▸ **Task description**: Repeat the records exactly as given. Do not include the pictures.

▸ **Supplied material**:
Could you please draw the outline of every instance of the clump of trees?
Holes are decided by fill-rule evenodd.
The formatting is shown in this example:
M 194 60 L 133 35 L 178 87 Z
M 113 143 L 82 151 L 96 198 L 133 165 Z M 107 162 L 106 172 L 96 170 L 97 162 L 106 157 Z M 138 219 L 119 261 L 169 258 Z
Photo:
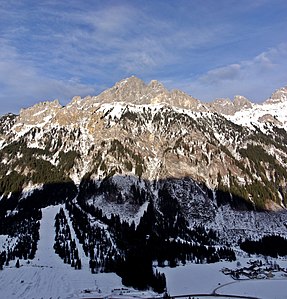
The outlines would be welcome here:
M 55 216 L 55 232 L 55 253 L 63 259 L 64 263 L 70 264 L 71 267 L 80 270 L 82 262 L 79 258 L 79 251 L 75 240 L 72 239 L 71 230 L 62 208 Z
M 240 244 L 240 248 L 249 254 L 262 254 L 278 257 L 287 255 L 287 240 L 281 236 L 264 236 L 257 241 L 246 239 Z
M 39 241 L 41 210 L 20 210 L 18 213 L 0 217 L 0 234 L 16 238 L 13 246 L 8 246 L 0 252 L 0 268 L 9 265 L 10 261 L 17 259 L 33 259 Z

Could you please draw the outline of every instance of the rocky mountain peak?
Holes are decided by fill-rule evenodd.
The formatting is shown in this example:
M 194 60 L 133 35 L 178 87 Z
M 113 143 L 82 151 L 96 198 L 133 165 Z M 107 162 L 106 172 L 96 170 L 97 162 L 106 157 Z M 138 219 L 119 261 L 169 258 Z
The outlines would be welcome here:
M 136 76 L 131 76 L 129 78 L 123 79 L 117 82 L 112 89 L 143 89 L 145 87 L 145 83 L 143 80 L 139 79 Z
M 58 100 L 40 102 L 32 107 L 21 109 L 19 122 L 31 125 L 42 123 L 56 115 L 61 108 Z
M 145 84 L 135 76 L 119 81 L 112 88 L 95 97 L 95 101 L 98 103 L 126 102 L 137 105 L 164 103 L 193 111 L 208 110 L 206 105 L 180 90 L 169 91 L 157 80 Z
M 224 115 L 234 115 L 242 109 L 252 108 L 252 103 L 244 96 L 236 95 L 231 101 L 228 98 L 216 99 L 208 105 L 212 111 Z
M 83 99 L 80 96 L 74 96 L 72 101 L 67 106 L 79 106 L 83 102 Z
M 234 97 L 233 104 L 240 109 L 252 108 L 252 103 L 246 97 L 240 95 Z
M 165 103 L 195 111 L 199 110 L 199 106 L 204 106 L 199 100 L 182 91 L 168 91 L 157 80 L 151 80 L 146 84 L 135 76 L 117 82 L 112 88 L 95 97 L 95 101 L 97 103 L 125 102 L 136 105 Z
M 151 80 L 150 83 L 147 85 L 147 87 L 148 89 L 153 91 L 167 91 L 164 85 L 157 80 Z
M 190 109 L 192 111 L 209 111 L 209 108 L 200 100 L 186 94 L 181 90 L 172 90 L 170 93 L 170 97 L 170 104 L 173 106 Z
M 269 99 L 265 101 L 266 104 L 282 103 L 287 101 L 287 86 L 277 89 Z
M 96 97 L 96 101 L 100 103 L 128 102 L 140 104 L 145 88 L 144 81 L 132 76 L 117 82 L 113 87 L 102 92 Z

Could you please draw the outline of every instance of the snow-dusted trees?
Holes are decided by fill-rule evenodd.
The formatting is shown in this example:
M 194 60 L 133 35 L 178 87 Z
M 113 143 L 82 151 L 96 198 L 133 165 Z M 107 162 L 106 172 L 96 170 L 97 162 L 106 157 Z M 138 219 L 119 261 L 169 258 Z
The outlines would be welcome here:
M 82 263 L 79 258 L 79 252 L 76 242 L 71 237 L 70 227 L 63 209 L 55 217 L 55 252 L 75 269 L 81 269 Z
M 203 226 L 188 228 L 176 200 L 167 198 L 165 191 L 160 197 L 161 211 L 150 200 L 137 227 L 119 215 L 106 217 L 99 207 L 88 205 L 84 199 L 66 203 L 77 237 L 90 258 L 92 273 L 116 272 L 125 285 L 163 292 L 165 277 L 154 272 L 154 261 L 175 267 L 186 261 L 235 259 L 231 249 L 213 246 L 217 242 L 214 231 Z
M 91 272 L 116 272 L 121 254 L 113 245 L 105 225 L 91 224 L 88 214 L 73 203 L 66 203 L 66 208 L 73 219 L 73 227 L 85 255 L 90 258 Z M 101 212 L 94 209 L 93 212 L 98 216 L 97 219 L 103 218 Z M 113 219 L 111 217 L 110 222 L 117 223 Z M 109 222 L 106 217 L 105 222 Z M 117 231 L 111 228 L 112 233 L 116 234 Z
M 40 238 L 39 220 L 42 218 L 41 210 L 20 210 L 18 213 L 0 217 L 0 234 L 17 236 L 13 247 L 7 247 L 0 253 L 0 265 L 9 265 L 11 260 L 33 259 Z M 4 260 L 5 259 L 5 260 Z M 4 262 L 3 262 L 4 260 Z

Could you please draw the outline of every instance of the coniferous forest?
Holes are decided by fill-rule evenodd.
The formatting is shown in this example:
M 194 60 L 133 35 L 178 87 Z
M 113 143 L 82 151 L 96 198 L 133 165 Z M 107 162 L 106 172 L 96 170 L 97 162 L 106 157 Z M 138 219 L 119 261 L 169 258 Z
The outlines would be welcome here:
M 240 248 L 249 254 L 262 254 L 277 258 L 287 255 L 287 240 L 281 236 L 264 236 L 257 241 L 245 240 Z
M 0 234 L 17 236 L 15 245 L 0 251 L 1 269 L 15 259 L 31 260 L 35 257 L 41 218 L 42 212 L 37 209 L 21 210 L 15 215 L 0 218 Z
M 165 276 L 154 270 L 155 263 L 175 267 L 188 261 L 235 260 L 232 249 L 213 246 L 217 240 L 215 232 L 206 231 L 202 226 L 189 230 L 184 217 L 180 216 L 177 223 L 171 225 L 173 212 L 165 206 L 170 219 L 164 218 L 155 209 L 153 201 L 149 202 L 137 226 L 134 222 L 121 221 L 118 215 L 107 217 L 100 208 L 88 205 L 84 200 L 67 202 L 66 208 L 85 254 L 90 258 L 91 272 L 116 272 L 127 286 L 138 289 L 152 287 L 163 292 Z M 91 225 L 89 217 L 101 223 L 102 227 Z M 111 243 L 111 238 L 116 246 Z

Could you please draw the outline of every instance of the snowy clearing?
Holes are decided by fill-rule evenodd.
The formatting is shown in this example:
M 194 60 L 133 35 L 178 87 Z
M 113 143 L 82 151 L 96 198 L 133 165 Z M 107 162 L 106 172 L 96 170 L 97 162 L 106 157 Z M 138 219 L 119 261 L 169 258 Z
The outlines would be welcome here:
M 239 258 L 241 265 L 247 265 L 249 258 Z M 167 290 L 171 296 L 189 295 L 194 298 L 221 298 L 217 295 L 240 298 L 284 299 L 287 298 L 287 279 L 275 275 L 273 279 L 234 280 L 221 272 L 222 268 L 237 268 L 237 262 L 215 264 L 187 264 L 176 268 L 159 268 L 166 275 Z M 283 267 L 285 260 L 276 260 Z M 196 296 L 206 294 L 214 296 Z M 184 298 L 184 297 L 183 297 Z M 228 297 L 222 297 L 228 298 Z M 231 297 L 230 297 L 231 298 Z

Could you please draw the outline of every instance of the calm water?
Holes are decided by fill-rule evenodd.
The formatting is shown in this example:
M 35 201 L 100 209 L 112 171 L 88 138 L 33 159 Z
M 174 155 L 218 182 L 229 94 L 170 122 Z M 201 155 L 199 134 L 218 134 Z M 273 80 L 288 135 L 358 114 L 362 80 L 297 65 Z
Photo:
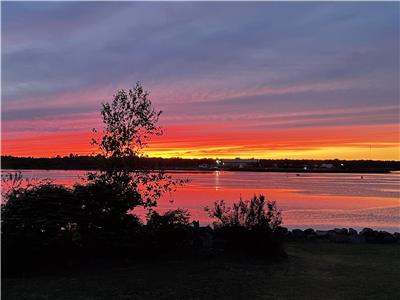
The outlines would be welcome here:
M 50 178 L 72 185 L 85 171 L 25 170 L 26 178 Z M 202 224 L 212 222 L 205 206 L 254 194 L 275 200 L 289 228 L 353 227 L 400 231 L 400 173 L 299 174 L 259 172 L 172 173 L 190 182 L 159 201 L 159 210 L 186 208 Z M 362 178 L 363 177 L 363 178 Z M 137 213 L 143 215 L 142 210 Z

▸ **Expected answer**:
Could you please draw the outline of every instance of the clump of trees?
Holes are decided by fill-rule evenodd.
The formatting is shown in this example:
M 194 60 L 133 35 L 178 87 Z
M 113 143 L 82 151 L 96 198 L 133 165 Z M 107 162 L 106 172 L 96 170 L 97 162 L 106 157 Z M 138 219 L 119 261 L 169 258 Z
Photo:
The outlines would be welcome here:
M 55 216 L 55 232 L 55 253 L 63 259 L 64 263 L 70 264 L 71 267 L 80 270 L 82 262 L 79 258 L 79 251 L 75 240 L 72 239 L 71 230 L 62 208 Z
M 240 244 L 240 248 L 249 254 L 262 254 L 278 257 L 287 255 L 287 240 L 281 236 L 264 236 L 257 241 L 246 239 Z
M 39 241 L 41 210 L 20 210 L 18 213 L 0 217 L 0 234 L 16 238 L 13 246 L 8 246 L 0 252 L 0 268 L 9 265 L 10 261 L 17 259 L 33 259 Z

Could you please draw the outline of every instance of the rocky mountain peak?
Holes are decided by fill-rule evenodd.
The formatting is shown in this example:
M 194 60 L 133 35 L 178 87 Z
M 113 143 L 82 151 L 96 198 L 133 165 Z M 107 162 L 106 172 L 96 170 L 97 162 L 106 157 Z M 138 219 L 119 261 L 169 258 Z
The outlines would be welcome here:
M 136 76 L 131 76 L 129 78 L 123 79 L 117 82 L 112 89 L 143 89 L 145 87 L 145 83 L 143 80 L 139 79 Z
M 58 100 L 40 102 L 32 107 L 21 109 L 19 122 L 31 125 L 42 123 L 56 115 L 61 108 Z
M 145 84 L 135 76 L 119 81 L 112 88 L 95 97 L 95 101 L 98 103 L 126 102 L 137 105 L 164 103 L 193 111 L 208 110 L 206 105 L 180 90 L 169 91 L 157 80 Z
M 224 115 L 234 115 L 242 109 L 252 108 L 252 103 L 244 96 L 236 95 L 231 101 L 228 98 L 216 99 L 208 105 L 212 111 Z
M 83 99 L 80 96 L 74 96 L 72 101 L 67 106 L 79 106 L 83 102 Z
M 234 97 L 233 104 L 240 109 L 252 108 L 252 103 L 246 97 L 240 95 Z
M 165 103 L 195 111 L 199 110 L 199 106 L 204 106 L 199 100 L 182 91 L 168 91 L 157 80 L 151 80 L 146 84 L 135 76 L 117 82 L 112 88 L 95 97 L 95 101 L 97 103 L 125 102 L 136 105 Z
M 151 80 L 150 83 L 147 85 L 147 87 L 148 89 L 153 91 L 167 91 L 164 85 L 157 80 Z
M 190 109 L 192 111 L 209 111 L 209 108 L 200 100 L 186 94 L 181 90 L 172 90 L 170 93 L 170 97 L 170 104 L 173 106 Z
M 269 99 L 265 101 L 266 104 L 282 103 L 287 101 L 287 86 L 277 89 Z
M 96 97 L 96 101 L 100 103 L 128 102 L 140 104 L 145 88 L 144 81 L 132 76 L 117 82 L 113 87 L 102 92 Z

Could you please draw the outline of every instance of the snow-dusted trees?
Holes are decided by fill-rule evenodd.
The formatting is shown in this example:
M 194 60 L 133 35 L 178 87 Z
M 113 143 L 82 151 L 96 198 L 133 165 Z M 107 162 L 106 172 L 96 170 L 97 162 L 106 157 Z M 138 219 L 119 261 L 169 258 Z
The outlines would be welcome here:
M 82 263 L 79 258 L 79 252 L 76 242 L 71 237 L 70 227 L 63 209 L 55 217 L 55 252 L 75 269 L 81 269 Z
M 203 226 L 188 228 L 176 200 L 167 198 L 165 191 L 160 197 L 161 211 L 150 200 L 137 227 L 119 215 L 106 217 L 99 207 L 88 205 L 84 199 L 66 203 L 77 237 L 90 258 L 92 273 L 116 272 L 125 285 L 163 292 L 165 277 L 154 272 L 154 261 L 175 267 L 186 261 L 235 259 L 231 249 L 213 246 L 217 242 L 214 231 Z
M 91 272 L 116 272 L 121 254 L 113 245 L 105 225 L 91 224 L 88 214 L 73 203 L 66 203 L 66 208 L 73 219 L 73 227 L 85 255 L 90 258 Z M 101 212 L 94 209 L 93 212 L 98 216 L 97 219 L 103 218 Z M 113 219 L 111 217 L 110 222 L 117 223 Z M 109 222 L 106 217 L 105 222 Z M 117 231 L 111 228 L 112 233 L 116 234 Z
M 40 238 L 39 220 L 42 218 L 41 210 L 20 210 L 18 213 L 0 217 L 0 234 L 17 236 L 13 247 L 7 247 L 0 253 L 0 265 L 9 265 L 11 260 L 33 259 Z M 4 260 L 5 259 L 5 260 Z M 4 262 L 3 262 L 4 260 Z

Could you please draw the outline of every instance of the coniferous forest?
Holes are decided by fill-rule evenodd.
The formatting is shown in this example:
M 194 60 L 133 35 L 178 87 Z
M 113 143 L 82 151 L 96 198 L 133 165 Z M 107 162 L 106 172 L 96 170 L 97 162 L 106 157 Z M 138 219 L 119 261 L 169 258 Z
The outlines would be welcome here:
M 240 248 L 249 254 L 262 254 L 277 258 L 287 255 L 287 240 L 281 236 L 264 236 L 257 241 L 245 240 Z
M 0 234 L 17 236 L 15 245 L 0 251 L 1 269 L 15 259 L 31 260 L 35 257 L 41 218 L 42 212 L 37 209 L 21 210 L 15 215 L 0 218 Z
M 165 276 L 154 270 L 155 263 L 175 267 L 188 261 L 235 260 L 232 249 L 213 246 L 217 240 L 215 232 L 206 231 L 202 226 L 189 230 L 184 217 L 180 216 L 177 223 L 171 225 L 173 212 L 165 206 L 170 219 L 164 218 L 155 209 L 153 201 L 149 202 L 137 226 L 134 222 L 121 221 L 118 215 L 107 217 L 100 208 L 88 205 L 84 200 L 67 202 L 66 208 L 85 254 L 90 258 L 91 272 L 116 272 L 127 286 L 138 289 L 152 287 L 163 292 Z M 91 225 L 89 217 L 101 223 L 102 227 Z M 111 243 L 111 238 L 116 246 Z

Could you please draw the outline of every instance of the snowy clearing?
Holes are decided by fill-rule evenodd.
The formatting is shown in this example:
M 194 60 L 133 35 L 178 87 Z
M 113 143 L 82 151 L 96 198 L 133 165 Z M 107 162 L 106 172 L 96 170 L 97 162 L 106 157 Z M 138 219 L 119 261 L 169 258 Z
The outlines would be welcome here:
M 239 258 L 241 265 L 247 265 L 249 258 Z M 167 290 L 171 296 L 189 295 L 194 298 L 221 298 L 217 295 L 240 298 L 284 299 L 287 298 L 287 279 L 275 275 L 273 279 L 234 280 L 221 272 L 222 268 L 237 268 L 237 262 L 215 264 L 187 264 L 176 268 L 159 268 L 166 275 Z M 283 267 L 285 260 L 276 260 Z M 196 296 L 206 294 L 214 296 Z M 184 298 L 184 297 L 183 297 Z M 228 297 L 222 297 L 228 298 Z M 231 297 L 230 297 L 231 298 Z

Could you please draw the outline of every instance of the calm water?
Holes are decided by fill-rule evenodd.
The formatting is shown in this example:
M 35 201 L 100 209 L 112 171 L 88 138 L 33 159 Z
M 174 155 L 218 182 L 229 94 L 170 122 Z M 201 155 L 199 134 L 218 134 Z M 273 80 L 288 135 L 358 114 L 362 80 L 297 65 Z
Photo:
The outlines would be welcome here:
M 50 178 L 72 185 L 85 171 L 25 170 L 26 178 Z M 202 224 L 212 222 L 205 206 L 254 194 L 275 200 L 289 228 L 353 227 L 400 231 L 400 173 L 299 174 L 259 172 L 172 173 L 190 182 L 159 201 L 159 210 L 186 208 Z M 362 178 L 363 177 L 363 178 Z M 137 213 L 143 215 L 142 210 Z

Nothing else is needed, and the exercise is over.